**Required tasks:**
[1] In the climate activism passage, what share of the UK's trade goods does the port of Dover handle?
[2] For each statement, decide whether the climate activism passage supports it, and answer yes or no with the deciding words quoted from the passage. (a) The Impossible Rebellion was a 12-day series of protests across the UK. (b) This year's G7 summit took place in France. (c) Jeschke and Bonasera ended their strike after Olaf Scholz agreed to meet with them.

--- Passage shown ---

When none of them responded, most of the protesters dropped out of the strike. One stuck it out- a 21-year-old activist named Henning Jeschke. He was joined on September 20th by 24-year-old Lena Bonasera, and the pair began refusing water in addition to food on September 25th, the day before the election.
Jeschke and Bonasera ended their strike when the leading chancellor candidate Olaf Scholz agreed to meet with them following the election.
4. UK Ferry Blockage
Activist group Insulate Britain blocked access to the port of Dover, one of Europe’s busiest ferry ports on September 24th. The port handles 17% of the UK’s trade goods and is the largest blockade the group has yet enacted. 39 activists were arrested.
Insulate Britain’s goal is for all of the UK’s homes to be insulated by 2030 since 15% of the country’s emissions come from the outdated architecture of housing. An injunction is now in place for the group, meaning that members could face imprisonment for any future demonstrations.
5. XR’s Impossible Rebellion
Extinction Rebellion (XR) is a UK-based activism group focused on public demonstrations to bring climate change to the forefront of discussion. They hosted the “Impossible Rebellion”, a 12 day series of protests and demonstrations across the UK.
Some highlights of the protests include a “March for Nature” with vibrant costumes and floats, a “die-in” of sixty healthcare professionals outside of JP Morgan in Canary Wharf, a public assembly sit-in on a busy street, and a public nudity display to highlight everyone’s vulnerability in the face of fossil fuel funding.
6. Earth Fast
Also hosted by the Extinction Rebellion, the Earth Fast is a nationwide fast in the UK beginning on August 28. Some rebels will fast for one day, some for a week, and others until their demands are met.
Some of the long-term fasters will set up shop in a “hunger camp” within view of the Houses of Parliament in London to amplify the statement of the protest. They hope to bring attention to deforestation, flooding, crop failure, and water scarcity, among other pressing issues revolving around climate change.
The UK fast will happen in conjunction with fasts in communities across the world.
7. COP26 postponement protest
COP26 is the upcoming UN conference on climate change set to take place in Glasgow in November. Greenpeace and several other activist groups have called for the conference to be postponed due to the Covid-19 pandemic and safety concerns.
Greenpeace has said that the conference should be accessible to all, especially more disadvantaged groups whose voice needs to be amplified. The conference won’t be accessible for people who are struggling financially from the pandemic.
Not all delegates set to attend the conference have been able to access a Covid vaccine, and the coordination of providing them has been ineffective.
8. G7 summit protest
The Group of Seven conference is an annual meeting between the heads of state of France, Canada, Germany, Italy, Japan, the United Kingdom, and the United States. This year it took place in June in the UK.
More than 500 protesters gathered during the summit, many of them dressed as the heads of state in attendance. There were group chants calling the leaders “liars” for failing to deliver on their promises for climate policy. Some protesters took to the water while others donned vibrant colors to occupy the streets.
9. Climate activist’s run
A Greek actor and activist named Agis Emmanouil is currently running all the way from Athens, Greece to Glasgow, United Kingdom to arrive in time for the G7 summit in November. That’s over 2,000 miles and more than 60 marathons!
He hopes his Forrest Gump-esque endeavor will bring climate policy to the forefront of the summit with a literal and pertinent message: time is running out.
Climate activism final thoughts
I hope these examples of climate activism helped to inspire your further action in our fight against climate change. Remember, even small actions add up to make a big difference. Keep fighting the good fight!

--- Dataset section ---

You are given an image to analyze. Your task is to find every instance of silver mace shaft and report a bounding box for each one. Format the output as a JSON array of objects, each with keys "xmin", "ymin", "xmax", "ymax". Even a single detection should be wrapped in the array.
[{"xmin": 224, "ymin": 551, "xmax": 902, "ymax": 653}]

---

**Results of the exercise:**
[1] The port of Dover handles 17% of the UK's trade goods.

[2]
(a) Yes: "a 12 day series of protests and demonstrations across the UK"
(b) No: "This year it took place in June in the UK."
(c) Yes: "ended their strike when the leading chancellor candidate Olaf Scholz agreed to meet with them following the election"